Print out the entries below with no edits.

──────── SOURCE DATA ────────

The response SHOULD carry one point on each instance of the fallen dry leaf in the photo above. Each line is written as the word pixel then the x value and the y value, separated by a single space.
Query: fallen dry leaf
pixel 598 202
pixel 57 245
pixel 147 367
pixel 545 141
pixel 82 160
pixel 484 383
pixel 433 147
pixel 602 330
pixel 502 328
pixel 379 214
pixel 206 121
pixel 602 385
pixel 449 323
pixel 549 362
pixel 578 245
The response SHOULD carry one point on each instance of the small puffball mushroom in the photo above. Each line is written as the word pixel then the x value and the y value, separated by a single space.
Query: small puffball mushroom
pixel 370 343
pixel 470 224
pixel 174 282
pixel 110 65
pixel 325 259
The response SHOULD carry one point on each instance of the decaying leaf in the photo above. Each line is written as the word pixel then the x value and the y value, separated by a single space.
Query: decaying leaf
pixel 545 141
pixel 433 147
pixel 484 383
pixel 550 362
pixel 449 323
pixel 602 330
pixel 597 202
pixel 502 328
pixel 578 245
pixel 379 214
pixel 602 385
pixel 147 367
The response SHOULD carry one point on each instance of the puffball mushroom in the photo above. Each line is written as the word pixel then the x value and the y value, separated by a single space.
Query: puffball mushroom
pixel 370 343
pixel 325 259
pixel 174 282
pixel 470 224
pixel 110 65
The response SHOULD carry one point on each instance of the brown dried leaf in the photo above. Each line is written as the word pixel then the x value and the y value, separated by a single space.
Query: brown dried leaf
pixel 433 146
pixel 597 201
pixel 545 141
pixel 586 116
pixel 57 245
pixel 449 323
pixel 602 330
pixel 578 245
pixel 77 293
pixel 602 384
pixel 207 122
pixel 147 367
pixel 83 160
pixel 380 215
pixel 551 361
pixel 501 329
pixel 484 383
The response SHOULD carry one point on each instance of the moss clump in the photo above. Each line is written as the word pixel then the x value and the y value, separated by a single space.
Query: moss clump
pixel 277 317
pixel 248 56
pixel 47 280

────────

- FINISHED TASK:
The response SHOULD carry one point on each instance of the fallen dry leaf in the photo above. Each line is written as the word pixel then the x value and the y value, separated by a single space.
Query: fallen dry leaf
pixel 598 202
pixel 57 245
pixel 147 367
pixel 545 141
pixel 82 160
pixel 484 383
pixel 433 147
pixel 602 330
pixel 502 328
pixel 379 214
pixel 206 121
pixel 602 385
pixel 449 323
pixel 549 362
pixel 578 245
The response SHOULD carry one point on each instance of the small puffball mushroom in the photo above. Each line is written as the word pixel then the x value and the y value, separated by a single space.
Query: small puffball mushroom
pixel 370 343
pixel 470 224
pixel 174 282
pixel 110 65
pixel 325 259
The response SHOULD carry one point on each instance of the decaying leaf in the photo above. Each line is written as the word pixel then the x value and the y value, separated by a single space.
Query: decaying leaf
pixel 545 141
pixel 433 147
pixel 484 383
pixel 550 362
pixel 449 323
pixel 602 330
pixel 597 202
pixel 502 328
pixel 578 245
pixel 379 214
pixel 602 385
pixel 147 367
The response SHOULD carry one point on each instance of the puffball mushroom in the photo above. Each line is written as the word pixel then the x value and the y value, separated by a single space.
Query: puffball mushroom
pixel 370 343
pixel 325 259
pixel 174 282
pixel 470 224
pixel 110 65
The response SHOULD carry one point on each instance of the brown dried leaf in the photo above. Each line is written as the word pixel then the x value and the y value, separated by a single space.
Query: brown dried leaf
pixel 433 146
pixel 597 201
pixel 545 141
pixel 586 116
pixel 57 245
pixel 449 323
pixel 602 330
pixel 578 245
pixel 77 293
pixel 602 384
pixel 207 122
pixel 147 367
pixel 83 160
pixel 380 215
pixel 551 361
pixel 501 329
pixel 484 383
The response SHOULD carry one point on each instance of the moss clump in the photo above. Each line is written as the word pixel then the x value and the y value, separated by a single space.
Query: moss clump
pixel 277 317
pixel 248 56
pixel 47 280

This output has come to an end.